Dataset items about object locations
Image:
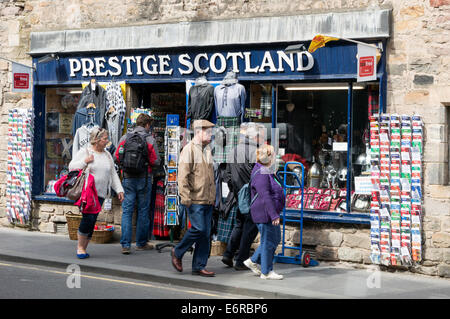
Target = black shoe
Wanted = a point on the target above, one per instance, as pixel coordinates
(227, 261)
(241, 267)
(203, 273)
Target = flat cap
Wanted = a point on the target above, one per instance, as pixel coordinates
(202, 124)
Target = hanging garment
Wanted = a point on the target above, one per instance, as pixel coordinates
(82, 117)
(230, 100)
(98, 97)
(116, 118)
(201, 102)
(159, 228)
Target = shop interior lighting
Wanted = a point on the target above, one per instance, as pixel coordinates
(321, 86)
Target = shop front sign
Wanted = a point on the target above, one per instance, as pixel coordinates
(186, 64)
(260, 63)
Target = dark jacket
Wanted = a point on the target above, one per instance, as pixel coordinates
(240, 163)
(270, 201)
(201, 102)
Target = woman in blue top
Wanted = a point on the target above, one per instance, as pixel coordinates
(265, 212)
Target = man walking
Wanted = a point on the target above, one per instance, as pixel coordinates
(196, 186)
(136, 154)
(239, 167)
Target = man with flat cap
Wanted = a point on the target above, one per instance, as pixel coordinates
(197, 189)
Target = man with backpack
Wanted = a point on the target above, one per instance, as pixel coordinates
(239, 167)
(136, 155)
(197, 189)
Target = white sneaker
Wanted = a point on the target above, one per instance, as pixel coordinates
(252, 266)
(272, 275)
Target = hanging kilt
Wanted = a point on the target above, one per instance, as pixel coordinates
(232, 128)
(159, 229)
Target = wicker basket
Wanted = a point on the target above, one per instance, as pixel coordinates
(98, 237)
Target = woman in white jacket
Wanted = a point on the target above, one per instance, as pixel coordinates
(101, 166)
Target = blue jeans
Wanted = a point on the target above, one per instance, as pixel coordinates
(270, 238)
(135, 193)
(200, 217)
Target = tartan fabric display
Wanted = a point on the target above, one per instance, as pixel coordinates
(225, 226)
(159, 229)
(232, 126)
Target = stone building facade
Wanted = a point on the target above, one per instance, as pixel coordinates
(418, 82)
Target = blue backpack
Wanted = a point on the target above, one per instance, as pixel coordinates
(244, 197)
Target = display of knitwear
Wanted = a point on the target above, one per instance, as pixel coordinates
(396, 173)
(19, 165)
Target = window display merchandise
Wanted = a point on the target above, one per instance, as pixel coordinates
(396, 173)
(71, 114)
(19, 165)
(313, 130)
(172, 153)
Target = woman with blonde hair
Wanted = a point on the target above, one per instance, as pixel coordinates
(101, 167)
(265, 212)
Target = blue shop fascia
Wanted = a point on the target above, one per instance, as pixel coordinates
(312, 98)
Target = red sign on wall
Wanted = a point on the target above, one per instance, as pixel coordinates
(366, 66)
(21, 81)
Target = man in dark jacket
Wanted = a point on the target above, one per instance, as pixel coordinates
(138, 190)
(239, 167)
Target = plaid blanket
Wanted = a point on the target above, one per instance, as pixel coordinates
(225, 226)
(232, 129)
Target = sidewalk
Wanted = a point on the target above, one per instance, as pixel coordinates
(324, 281)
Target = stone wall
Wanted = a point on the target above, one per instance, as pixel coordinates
(418, 82)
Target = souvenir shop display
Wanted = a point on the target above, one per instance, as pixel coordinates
(200, 100)
(230, 97)
(172, 139)
(396, 175)
(82, 135)
(115, 112)
(161, 105)
(19, 165)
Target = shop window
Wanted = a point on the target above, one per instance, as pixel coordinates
(313, 128)
(61, 105)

Given instruction:
Turn every line of the items above into a numbered list, skipping blank lines. Leave the pictures out of your answer.

The result:
1. Image:
2. Target = black shoe
3. Wanted = a point on the target above, one per instance, as pixel coordinates
4. (227, 261)
5. (241, 267)
6. (203, 273)
7. Target = flat cap
8. Wanted = a point on the target above, one per instance, as pixel coordinates
9. (202, 124)
10. Target = hanging garment
11. Wanted = a point on the target above, one per instance, as pixel coordinates
12. (82, 117)
13. (230, 100)
14. (98, 97)
15. (116, 118)
16. (201, 102)
17. (159, 228)
18. Target = shop interior lighting
19. Wanted = a point on the target above, one per instance, as pixel coordinates
20. (321, 86)
21. Target = shop front sign
22. Wanted = a point on the target above, one per instance, as pixel coordinates
23. (186, 64)
24. (260, 63)
25. Target = dark jacket
26. Wanted = a point on the target above, one per instance, as pixel coordinates
27. (240, 163)
28. (270, 201)
29. (201, 102)
30. Target = woman in blue top
31. Wanted = a point on the target above, one per instance, as pixel coordinates
32. (265, 212)
33. Target = man walking
34. Wanted = a point on the target above, one per instance, as pixel coordinates
35. (196, 186)
36. (136, 154)
37. (239, 167)
38. Target = man with flat cap
39. Wanted = a point on the target above, one per instance, as pixel coordinates
40. (197, 189)
41. Target = man with backpack
42. Wanted = a point on the target above, one per instance, as pixel coordinates
43. (239, 167)
44. (136, 155)
45. (197, 189)
46. Target = white sneaker
47. Wanted = a point on the target above, one per instance, as pixel coordinates
48. (252, 266)
49. (272, 275)
50. Target = hanging kilt
51. Wanted = a point on the target above, one per instance, as pixel coordinates
52. (232, 128)
53. (159, 229)
54. Target = wicker basket
55. Wanted = a point on the target above, one per instance, as pixel coordinates
56. (98, 237)
57. Target = woman in white jacket
58. Wanted = a point on the target above, one per instance, as pixel coordinates
59. (101, 166)
60. Target = blue jeans
61. Wanted = a point on the target above, one per instance, as pixel coordinates
62. (270, 238)
63. (135, 193)
64. (200, 217)
65. Target = tartan fabric display
66. Wanted = a point on the target above, one per instance, as pixel coordinates
67. (225, 226)
68. (159, 229)
69. (232, 126)
70. Target = stone building facade
71. Wanted = a point on the target above, one per instance, as pixel coordinates
72. (418, 82)
73. Target = blue backpack
74. Wanted = a point on the target above, one per instance, as pixel coordinates
75. (244, 197)
76. Target = display of knitwear
77. Wanted = a point on the target above, one per instance, as pixel coordinates
78. (396, 173)
79. (19, 165)
80. Target = window display merchandise
81. Wanted = a point on the target above, one per instance, as pixel coordinates
82. (396, 173)
83. (71, 114)
84. (19, 165)
85. (313, 130)
86. (172, 153)
87. Target = woman with blonde hair
88. Wanted = a point on the target above, one per instance, as pixel coordinates
89. (101, 167)
90. (265, 212)
91. Target = blue shop fascia
92. Wanted = a point on the target above, one per instance, as pixel coordinates
93. (312, 98)
94. Target = red sign on wall
95. Wanted = a point on the target above, one per instance, as pixel coordinates
96. (366, 66)
97. (21, 81)
98. Target = man in dark jacket
99. Wanted = a point on the target above, one per instance, as pixel coordinates
100. (138, 190)
101. (239, 167)
102. Target = plaid blanket
103. Wanted = a point on the target above, one per instance, as pixel coordinates
104. (225, 226)
105. (232, 129)
106. Target = sidewalk
107. Wanted = a point on the target above, one per instance, as pixel coordinates
108. (324, 281)
109. Target = stone wall
110. Wanted = a point on the target above, one per instance, as pixel coordinates
111. (418, 82)
112. Target = souvenir shop display
113. Wanted = a point on the target above, one per instance, as pixel coordinates
114. (200, 100)
115. (230, 97)
116. (172, 139)
117. (396, 175)
118. (82, 135)
119. (115, 112)
120. (161, 105)
121. (19, 165)
122. Target = shop window
123. Wanted = a point on the target above, one per instance, as pixel coordinates
124. (313, 128)
125. (61, 105)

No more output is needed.